Dataset records:
————————
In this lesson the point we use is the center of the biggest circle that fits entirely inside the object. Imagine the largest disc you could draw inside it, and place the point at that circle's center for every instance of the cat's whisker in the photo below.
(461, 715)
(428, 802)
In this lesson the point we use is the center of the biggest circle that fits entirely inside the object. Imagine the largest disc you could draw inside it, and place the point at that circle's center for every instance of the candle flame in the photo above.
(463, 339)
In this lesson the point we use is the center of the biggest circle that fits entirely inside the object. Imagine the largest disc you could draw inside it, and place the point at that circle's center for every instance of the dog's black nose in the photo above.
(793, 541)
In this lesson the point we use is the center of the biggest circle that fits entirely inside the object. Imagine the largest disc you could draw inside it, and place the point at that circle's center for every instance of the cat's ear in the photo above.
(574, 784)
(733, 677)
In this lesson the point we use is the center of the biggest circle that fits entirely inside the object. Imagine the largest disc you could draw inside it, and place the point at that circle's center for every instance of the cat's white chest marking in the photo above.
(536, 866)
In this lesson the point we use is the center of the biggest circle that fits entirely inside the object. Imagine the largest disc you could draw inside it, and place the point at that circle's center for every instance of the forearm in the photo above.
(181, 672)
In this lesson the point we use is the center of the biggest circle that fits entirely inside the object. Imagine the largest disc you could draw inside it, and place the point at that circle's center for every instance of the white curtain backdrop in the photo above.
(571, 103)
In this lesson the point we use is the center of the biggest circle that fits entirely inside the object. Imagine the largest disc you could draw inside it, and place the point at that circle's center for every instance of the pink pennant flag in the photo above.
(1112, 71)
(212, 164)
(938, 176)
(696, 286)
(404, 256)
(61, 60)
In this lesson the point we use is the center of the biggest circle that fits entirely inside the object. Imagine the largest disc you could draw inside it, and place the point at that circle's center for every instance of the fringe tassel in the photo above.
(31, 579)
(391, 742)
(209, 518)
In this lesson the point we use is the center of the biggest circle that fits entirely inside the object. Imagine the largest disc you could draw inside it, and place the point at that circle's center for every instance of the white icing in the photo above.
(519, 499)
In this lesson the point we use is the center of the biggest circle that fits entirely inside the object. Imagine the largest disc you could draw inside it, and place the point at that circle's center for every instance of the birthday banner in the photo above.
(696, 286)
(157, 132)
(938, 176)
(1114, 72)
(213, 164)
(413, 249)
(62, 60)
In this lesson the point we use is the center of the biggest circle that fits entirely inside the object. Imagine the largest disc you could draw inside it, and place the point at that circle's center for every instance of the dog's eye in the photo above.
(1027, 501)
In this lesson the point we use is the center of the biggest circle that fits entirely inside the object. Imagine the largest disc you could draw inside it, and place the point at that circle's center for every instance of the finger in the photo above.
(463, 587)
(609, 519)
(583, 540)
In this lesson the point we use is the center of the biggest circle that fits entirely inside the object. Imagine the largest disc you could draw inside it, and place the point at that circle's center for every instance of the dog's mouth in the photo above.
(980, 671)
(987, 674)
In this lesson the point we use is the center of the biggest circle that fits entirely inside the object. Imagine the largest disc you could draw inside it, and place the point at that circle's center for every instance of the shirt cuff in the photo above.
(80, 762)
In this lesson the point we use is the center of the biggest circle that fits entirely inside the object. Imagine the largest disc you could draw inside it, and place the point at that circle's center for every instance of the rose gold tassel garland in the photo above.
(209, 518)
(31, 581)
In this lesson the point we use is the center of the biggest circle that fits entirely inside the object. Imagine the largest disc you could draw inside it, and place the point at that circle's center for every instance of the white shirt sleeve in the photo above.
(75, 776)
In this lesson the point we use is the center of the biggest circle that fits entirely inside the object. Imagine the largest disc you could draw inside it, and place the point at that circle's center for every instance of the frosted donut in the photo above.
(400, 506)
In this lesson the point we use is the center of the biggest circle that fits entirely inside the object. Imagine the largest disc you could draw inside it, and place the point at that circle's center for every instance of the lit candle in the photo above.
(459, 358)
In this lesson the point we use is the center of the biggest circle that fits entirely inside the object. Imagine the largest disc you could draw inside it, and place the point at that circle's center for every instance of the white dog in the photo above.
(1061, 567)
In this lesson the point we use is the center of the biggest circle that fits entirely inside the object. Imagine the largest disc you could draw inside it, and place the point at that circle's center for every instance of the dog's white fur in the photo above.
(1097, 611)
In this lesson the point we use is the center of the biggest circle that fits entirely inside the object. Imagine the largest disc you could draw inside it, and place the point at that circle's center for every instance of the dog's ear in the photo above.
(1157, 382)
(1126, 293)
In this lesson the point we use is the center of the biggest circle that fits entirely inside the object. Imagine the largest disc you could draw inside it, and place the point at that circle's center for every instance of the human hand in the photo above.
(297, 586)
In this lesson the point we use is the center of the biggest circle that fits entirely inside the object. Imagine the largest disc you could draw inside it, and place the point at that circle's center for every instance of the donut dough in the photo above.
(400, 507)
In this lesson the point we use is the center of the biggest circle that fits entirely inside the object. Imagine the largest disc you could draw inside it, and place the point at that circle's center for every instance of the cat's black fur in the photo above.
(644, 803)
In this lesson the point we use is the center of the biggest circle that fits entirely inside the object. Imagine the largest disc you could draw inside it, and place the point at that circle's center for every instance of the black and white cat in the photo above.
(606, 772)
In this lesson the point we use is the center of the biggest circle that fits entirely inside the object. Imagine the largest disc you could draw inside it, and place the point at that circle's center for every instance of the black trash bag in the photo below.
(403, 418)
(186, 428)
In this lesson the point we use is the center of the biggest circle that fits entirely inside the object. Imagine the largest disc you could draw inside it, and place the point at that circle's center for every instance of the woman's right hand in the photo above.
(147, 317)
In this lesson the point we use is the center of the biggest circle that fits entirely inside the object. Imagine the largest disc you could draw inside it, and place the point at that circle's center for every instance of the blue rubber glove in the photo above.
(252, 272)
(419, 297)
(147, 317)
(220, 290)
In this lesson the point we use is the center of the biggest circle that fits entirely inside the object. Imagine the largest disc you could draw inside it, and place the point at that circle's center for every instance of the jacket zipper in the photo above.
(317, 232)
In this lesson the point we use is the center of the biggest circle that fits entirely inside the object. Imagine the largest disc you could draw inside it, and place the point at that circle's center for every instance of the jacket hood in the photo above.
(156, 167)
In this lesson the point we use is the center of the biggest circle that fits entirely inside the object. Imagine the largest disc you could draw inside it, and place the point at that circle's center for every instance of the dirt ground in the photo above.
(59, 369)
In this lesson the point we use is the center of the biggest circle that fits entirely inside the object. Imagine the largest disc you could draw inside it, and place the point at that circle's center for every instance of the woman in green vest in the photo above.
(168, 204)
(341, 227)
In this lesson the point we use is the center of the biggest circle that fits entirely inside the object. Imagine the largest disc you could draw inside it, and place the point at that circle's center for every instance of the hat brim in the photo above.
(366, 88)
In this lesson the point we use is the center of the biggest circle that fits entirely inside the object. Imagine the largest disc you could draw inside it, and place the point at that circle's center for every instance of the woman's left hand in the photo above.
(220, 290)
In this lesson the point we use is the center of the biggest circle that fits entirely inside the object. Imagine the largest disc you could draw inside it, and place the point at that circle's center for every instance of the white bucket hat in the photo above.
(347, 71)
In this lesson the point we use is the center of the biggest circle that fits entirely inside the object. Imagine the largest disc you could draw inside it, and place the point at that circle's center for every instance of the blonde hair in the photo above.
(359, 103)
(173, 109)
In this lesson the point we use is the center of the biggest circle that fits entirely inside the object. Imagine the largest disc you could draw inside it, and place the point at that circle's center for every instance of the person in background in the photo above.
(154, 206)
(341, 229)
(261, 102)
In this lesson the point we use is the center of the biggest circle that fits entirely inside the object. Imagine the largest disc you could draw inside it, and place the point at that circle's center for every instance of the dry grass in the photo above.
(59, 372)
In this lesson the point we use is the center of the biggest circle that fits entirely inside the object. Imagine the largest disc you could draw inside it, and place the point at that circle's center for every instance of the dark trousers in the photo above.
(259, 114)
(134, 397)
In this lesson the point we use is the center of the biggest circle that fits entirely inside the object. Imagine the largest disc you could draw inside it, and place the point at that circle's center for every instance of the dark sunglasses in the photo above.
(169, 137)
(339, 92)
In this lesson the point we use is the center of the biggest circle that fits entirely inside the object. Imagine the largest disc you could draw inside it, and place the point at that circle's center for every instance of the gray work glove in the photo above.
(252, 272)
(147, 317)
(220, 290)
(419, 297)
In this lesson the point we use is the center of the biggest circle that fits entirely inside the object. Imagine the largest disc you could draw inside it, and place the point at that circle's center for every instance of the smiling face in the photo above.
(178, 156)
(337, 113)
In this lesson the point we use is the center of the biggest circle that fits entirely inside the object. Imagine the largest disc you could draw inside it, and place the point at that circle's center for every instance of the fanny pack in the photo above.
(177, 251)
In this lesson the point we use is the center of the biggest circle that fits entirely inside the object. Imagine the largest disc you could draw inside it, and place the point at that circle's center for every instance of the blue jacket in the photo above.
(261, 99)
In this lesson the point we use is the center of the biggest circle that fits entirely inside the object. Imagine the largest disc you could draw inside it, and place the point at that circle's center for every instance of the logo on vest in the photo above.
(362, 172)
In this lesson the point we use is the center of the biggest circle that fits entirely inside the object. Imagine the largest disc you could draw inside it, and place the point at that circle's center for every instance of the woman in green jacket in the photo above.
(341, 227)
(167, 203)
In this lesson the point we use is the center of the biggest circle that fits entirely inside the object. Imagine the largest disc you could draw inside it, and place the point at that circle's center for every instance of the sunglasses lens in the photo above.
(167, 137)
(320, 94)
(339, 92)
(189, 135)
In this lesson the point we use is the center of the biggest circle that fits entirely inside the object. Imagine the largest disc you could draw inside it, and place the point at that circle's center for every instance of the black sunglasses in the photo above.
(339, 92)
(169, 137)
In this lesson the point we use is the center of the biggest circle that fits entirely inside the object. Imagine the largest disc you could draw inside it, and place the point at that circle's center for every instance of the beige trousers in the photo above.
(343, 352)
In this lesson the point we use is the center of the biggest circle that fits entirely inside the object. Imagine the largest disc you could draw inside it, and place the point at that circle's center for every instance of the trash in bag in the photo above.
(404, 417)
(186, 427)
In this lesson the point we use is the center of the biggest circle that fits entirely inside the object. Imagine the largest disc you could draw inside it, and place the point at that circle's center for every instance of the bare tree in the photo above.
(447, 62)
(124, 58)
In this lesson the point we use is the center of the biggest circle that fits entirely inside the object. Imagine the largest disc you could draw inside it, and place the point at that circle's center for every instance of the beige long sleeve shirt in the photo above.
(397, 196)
————————
> Stated goal:
Retype exactly, please, each line from the line that contains "bag in the photo above." through the last line of the entries above, with nothing added.

> Exercise answer:
In this lesson the point we use is the center of the biggest circle that fits entirely inside the object. Imagine the largest disc you could draw inside it, and place the point at that circle's center for every instance of the trash in bag in the photo above.
(404, 417)
(186, 427)
In this lesson the point we use is the center of the biggest circle that fits entirely inside the object. Imagine the largest disc you could draw inside it, and place the point at that circle's center for every instance of the bare tree in the photo above.
(447, 62)
(124, 58)
In this lesson the point we use is the center of the biggest circle that fits entirely inside the object. Imagine the largest disc you could draw inside it, and place the point at that circle's center for every instance of the beige long sleeve shirt in the photo above.
(397, 196)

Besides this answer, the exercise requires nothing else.